Many local businesses are not fairing so well. Our buddy, Kareem, next door at Absolute Coffee is staying open, for take-out only. He is a hard-working, highly moral, multi-lingual immigrant just trying to live the dream, and his landlord seems uninterested in helping at all through the current crisis. So, if you need to stretch your legs, without straying too far from home, please go grab a cup of coffee or tea from him, and/or some of his delicious coffee beans to go, which he’s happy to grind for you on the spot, if you don’t have the ability at home.

You can also support our fine friends at French Louie (and Buttermilk Channel) by purchasing a gift certificate from them, and/or support their out-of-work staff(s) by donating to a fund set up to help them out: Here.

* [Information supplied]
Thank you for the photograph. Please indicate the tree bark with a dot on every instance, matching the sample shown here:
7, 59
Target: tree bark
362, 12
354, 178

* [Task goal] Continue the note about supporting neighborhood businesses during the crisis, picking up after its final sentence.

* [Answer to this task]
Now, for your amusement, by request from a number of you, the following were our two worst customer experiences (only two bad ones, really) since I last wrote:

1) A woman came in looking for Moscato. “Well, that’s easy,” I tell her, “as we only have one, but luckily for you, it’s quite tasty. It’s a frizzante, so it has a light bubble to it, and that quintessential white peachy sweetness. Foris was a true pioneer in the Rogue Valley of southern Oregon and have been there since 1971, when they…”
“I’ve had that one,” she interrupted, “It’s bad.”
“Oooookay,” I replied and went back to restocking our decimated shelves, not bothering to explain to her the difference between her personal taste and empirical quality. I returned from the back, many bottles in hand to find her on the phone, standing directly between all 4 of our new no cell phone signs, and pointed to the one directly in front of her, at eye level, saying as gently as humanly possible, “We have a no cell phone policy.” She rolled her eyes at me, and left.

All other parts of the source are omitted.